Start at the line in the entries below that contains "Task: point: the graphic", stop at the line that contains "Task: point: the black gun", and output exactly the lines in that span, both ends included.
### Data for the task
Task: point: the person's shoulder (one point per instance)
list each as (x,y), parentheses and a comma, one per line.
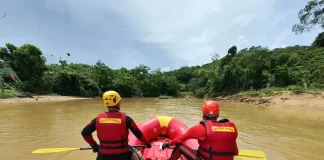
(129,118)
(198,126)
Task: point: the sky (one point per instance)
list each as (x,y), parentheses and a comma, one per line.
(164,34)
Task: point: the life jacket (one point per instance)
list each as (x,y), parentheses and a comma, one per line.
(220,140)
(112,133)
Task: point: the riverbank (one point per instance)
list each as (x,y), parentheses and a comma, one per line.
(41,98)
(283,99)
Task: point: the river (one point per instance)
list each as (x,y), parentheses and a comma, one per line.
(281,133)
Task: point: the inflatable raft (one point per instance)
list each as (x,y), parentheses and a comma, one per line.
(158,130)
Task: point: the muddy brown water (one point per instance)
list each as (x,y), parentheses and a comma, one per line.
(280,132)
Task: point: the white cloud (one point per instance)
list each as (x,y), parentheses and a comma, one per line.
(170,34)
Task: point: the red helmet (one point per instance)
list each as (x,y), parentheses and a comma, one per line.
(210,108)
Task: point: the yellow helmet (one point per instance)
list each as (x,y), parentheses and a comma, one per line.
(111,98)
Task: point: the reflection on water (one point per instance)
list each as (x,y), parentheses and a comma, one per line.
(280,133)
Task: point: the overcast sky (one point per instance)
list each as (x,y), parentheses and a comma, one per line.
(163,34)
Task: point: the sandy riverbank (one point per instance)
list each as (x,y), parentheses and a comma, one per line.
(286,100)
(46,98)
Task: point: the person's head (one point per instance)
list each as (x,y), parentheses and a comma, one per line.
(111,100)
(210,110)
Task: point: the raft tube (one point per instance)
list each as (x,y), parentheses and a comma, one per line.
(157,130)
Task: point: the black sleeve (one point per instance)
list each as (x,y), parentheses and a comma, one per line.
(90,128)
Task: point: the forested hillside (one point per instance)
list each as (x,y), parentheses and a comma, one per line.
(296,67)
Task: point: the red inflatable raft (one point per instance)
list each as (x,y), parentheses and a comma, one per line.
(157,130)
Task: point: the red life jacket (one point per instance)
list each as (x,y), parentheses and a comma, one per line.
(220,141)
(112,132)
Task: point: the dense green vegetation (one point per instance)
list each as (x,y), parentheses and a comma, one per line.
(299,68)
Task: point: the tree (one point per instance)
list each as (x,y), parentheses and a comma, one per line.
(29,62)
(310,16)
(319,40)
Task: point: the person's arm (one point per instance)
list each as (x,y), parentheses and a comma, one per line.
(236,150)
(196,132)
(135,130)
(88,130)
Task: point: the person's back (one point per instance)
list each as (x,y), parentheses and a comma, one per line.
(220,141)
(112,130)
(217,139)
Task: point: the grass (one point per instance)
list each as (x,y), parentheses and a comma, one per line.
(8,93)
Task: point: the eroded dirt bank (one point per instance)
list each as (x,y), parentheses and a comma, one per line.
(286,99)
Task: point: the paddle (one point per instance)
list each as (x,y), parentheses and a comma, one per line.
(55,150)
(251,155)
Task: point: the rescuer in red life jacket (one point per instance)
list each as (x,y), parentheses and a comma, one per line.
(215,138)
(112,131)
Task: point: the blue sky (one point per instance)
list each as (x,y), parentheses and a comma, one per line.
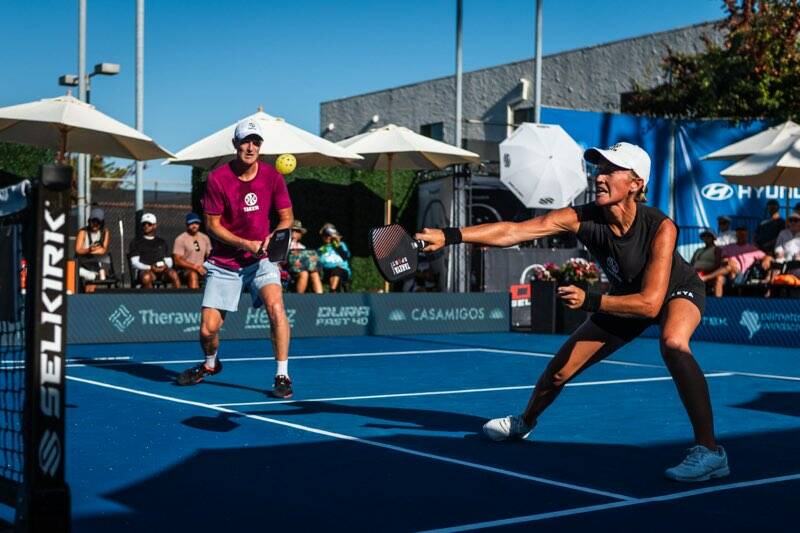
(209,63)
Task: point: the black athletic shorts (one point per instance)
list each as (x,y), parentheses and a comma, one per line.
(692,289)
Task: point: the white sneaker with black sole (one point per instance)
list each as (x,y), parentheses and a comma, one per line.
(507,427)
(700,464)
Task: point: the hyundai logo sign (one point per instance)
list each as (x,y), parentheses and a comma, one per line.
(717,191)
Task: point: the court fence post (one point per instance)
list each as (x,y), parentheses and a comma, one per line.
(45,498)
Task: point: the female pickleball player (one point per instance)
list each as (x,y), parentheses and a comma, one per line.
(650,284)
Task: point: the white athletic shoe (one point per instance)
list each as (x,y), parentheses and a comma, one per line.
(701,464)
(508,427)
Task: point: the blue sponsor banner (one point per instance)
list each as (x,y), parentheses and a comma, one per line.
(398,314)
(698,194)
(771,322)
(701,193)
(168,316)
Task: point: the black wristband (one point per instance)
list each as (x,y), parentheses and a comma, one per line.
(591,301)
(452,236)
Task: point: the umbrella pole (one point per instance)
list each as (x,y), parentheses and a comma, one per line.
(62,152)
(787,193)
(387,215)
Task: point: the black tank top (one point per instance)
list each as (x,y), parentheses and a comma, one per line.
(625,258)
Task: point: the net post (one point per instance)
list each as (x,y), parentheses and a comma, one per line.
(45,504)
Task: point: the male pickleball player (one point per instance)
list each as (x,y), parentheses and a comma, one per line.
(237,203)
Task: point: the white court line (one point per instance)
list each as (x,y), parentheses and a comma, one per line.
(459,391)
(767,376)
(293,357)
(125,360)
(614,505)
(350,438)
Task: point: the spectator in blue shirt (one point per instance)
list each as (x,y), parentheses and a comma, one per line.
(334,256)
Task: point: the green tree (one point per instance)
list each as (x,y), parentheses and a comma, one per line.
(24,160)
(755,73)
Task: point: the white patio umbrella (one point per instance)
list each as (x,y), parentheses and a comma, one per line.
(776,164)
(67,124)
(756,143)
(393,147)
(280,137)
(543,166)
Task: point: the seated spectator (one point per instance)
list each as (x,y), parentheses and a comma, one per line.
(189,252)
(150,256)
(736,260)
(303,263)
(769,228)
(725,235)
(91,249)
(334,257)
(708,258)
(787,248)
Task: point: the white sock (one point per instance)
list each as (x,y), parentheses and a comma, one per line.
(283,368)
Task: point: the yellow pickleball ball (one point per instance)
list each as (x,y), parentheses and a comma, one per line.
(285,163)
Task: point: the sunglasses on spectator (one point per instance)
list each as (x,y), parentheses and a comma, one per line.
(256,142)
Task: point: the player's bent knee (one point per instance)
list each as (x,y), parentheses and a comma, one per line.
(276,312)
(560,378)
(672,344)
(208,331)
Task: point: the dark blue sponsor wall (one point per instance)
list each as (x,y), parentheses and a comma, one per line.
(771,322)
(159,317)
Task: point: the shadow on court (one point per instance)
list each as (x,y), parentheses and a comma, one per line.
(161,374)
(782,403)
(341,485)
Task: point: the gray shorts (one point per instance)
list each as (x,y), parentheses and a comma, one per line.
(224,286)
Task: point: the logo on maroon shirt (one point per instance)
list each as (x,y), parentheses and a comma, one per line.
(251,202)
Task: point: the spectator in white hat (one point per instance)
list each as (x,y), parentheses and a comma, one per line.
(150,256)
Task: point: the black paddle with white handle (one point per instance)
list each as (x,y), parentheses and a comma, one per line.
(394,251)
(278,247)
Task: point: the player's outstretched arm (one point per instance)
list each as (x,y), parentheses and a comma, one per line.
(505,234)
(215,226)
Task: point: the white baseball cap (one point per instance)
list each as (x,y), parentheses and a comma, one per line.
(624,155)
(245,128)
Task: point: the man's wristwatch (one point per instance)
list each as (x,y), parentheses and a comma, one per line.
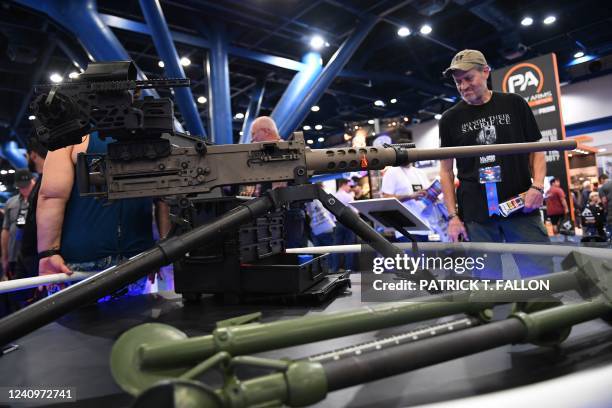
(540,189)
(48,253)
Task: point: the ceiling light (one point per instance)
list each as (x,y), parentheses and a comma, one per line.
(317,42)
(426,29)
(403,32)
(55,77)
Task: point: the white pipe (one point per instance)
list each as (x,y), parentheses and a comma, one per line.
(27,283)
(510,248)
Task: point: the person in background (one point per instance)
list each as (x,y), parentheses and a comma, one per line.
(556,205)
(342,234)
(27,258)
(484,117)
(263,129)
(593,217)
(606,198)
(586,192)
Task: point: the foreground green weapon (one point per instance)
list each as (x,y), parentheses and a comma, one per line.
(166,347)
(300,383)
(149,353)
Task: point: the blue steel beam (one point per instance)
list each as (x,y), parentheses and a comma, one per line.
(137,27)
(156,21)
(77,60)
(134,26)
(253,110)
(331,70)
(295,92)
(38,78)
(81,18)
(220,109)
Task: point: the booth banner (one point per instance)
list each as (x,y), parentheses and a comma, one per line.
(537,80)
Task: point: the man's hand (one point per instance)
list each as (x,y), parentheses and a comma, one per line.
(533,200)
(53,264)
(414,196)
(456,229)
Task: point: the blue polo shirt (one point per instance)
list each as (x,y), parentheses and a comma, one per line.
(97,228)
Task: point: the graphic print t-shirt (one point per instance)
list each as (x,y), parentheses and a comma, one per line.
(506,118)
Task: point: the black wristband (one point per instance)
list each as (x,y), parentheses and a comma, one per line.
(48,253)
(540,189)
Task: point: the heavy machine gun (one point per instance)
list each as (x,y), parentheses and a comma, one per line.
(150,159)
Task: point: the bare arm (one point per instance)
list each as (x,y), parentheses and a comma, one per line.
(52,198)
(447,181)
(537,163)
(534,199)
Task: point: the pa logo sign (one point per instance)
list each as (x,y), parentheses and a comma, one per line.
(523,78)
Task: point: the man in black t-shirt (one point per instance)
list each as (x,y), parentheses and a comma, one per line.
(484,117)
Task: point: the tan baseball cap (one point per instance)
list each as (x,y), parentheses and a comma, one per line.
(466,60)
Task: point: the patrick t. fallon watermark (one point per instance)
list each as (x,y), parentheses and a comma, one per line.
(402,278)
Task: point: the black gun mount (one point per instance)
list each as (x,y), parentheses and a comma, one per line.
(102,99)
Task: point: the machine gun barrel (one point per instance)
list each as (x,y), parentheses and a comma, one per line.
######
▶ **Finished exercise**
Task: point: the graphic print t-shirt (one point per instance)
list each as (x,y), parentheses and a comma, one per line.
(506,118)
Task: point: the black wristband (one point per instance)
list each as (x,y), parentheses and a comma, one per line.
(48,253)
(540,189)
Task: point: the heavy machine gun (one point per instance)
list each as (x,y), parentheses and a comma, one per line.
(150,159)
Task: point: the bare arm (one point per instance)
list each as (x,y), parentheses and a comma, one per line.
(52,198)
(447,181)
(537,163)
(534,199)
Task: point: the pa logo sign (one point per instance)
list each as (x,y), parentheses and a comma, one per line.
(523,78)
Task: point: the man in black t-shirt (one point per instance)
list each as (x,y), parentheses and a comma, one per line.
(484,117)
Task: point: the tan baseball cap (one point per instance)
list each as (x,y), parentheses and a comma, one per line.
(466,60)
Task: point: the patrick t. fallon watermark (one point per instance)
list each as (x,y), parentheses and a comma, one per line.
(402,278)
Task: point: the black gun mount (one point per instance)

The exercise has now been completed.